BEGIN Dataset entries

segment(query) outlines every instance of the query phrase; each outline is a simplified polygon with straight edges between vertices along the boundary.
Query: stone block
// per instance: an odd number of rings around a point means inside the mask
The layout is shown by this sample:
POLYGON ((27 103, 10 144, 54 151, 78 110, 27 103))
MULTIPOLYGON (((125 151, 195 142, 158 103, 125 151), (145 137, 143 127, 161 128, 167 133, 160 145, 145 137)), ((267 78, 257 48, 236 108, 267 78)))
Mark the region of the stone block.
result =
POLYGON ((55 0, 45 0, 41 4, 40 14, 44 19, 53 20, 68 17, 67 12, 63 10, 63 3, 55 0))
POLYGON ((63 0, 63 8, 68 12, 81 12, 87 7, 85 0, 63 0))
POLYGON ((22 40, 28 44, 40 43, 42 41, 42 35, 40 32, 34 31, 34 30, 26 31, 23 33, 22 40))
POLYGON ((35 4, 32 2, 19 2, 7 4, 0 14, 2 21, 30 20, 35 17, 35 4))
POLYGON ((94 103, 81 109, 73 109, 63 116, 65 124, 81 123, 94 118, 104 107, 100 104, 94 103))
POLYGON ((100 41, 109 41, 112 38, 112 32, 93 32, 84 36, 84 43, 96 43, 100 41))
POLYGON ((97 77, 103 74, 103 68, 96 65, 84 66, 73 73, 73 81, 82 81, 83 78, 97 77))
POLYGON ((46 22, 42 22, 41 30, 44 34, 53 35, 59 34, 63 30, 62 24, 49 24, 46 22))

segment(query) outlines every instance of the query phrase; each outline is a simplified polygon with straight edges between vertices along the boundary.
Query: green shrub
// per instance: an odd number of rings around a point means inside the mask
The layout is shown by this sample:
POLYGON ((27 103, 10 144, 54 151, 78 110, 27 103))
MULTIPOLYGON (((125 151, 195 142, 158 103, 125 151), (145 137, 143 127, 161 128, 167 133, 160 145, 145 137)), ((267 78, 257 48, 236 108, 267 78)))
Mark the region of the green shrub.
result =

END Dataset entries

* _Your objective_: Gather every line in the entries above that contains the word "region". What are those lines?

* _Final result_:
Mark the region of the stone block.
Mark the region of the green shrub.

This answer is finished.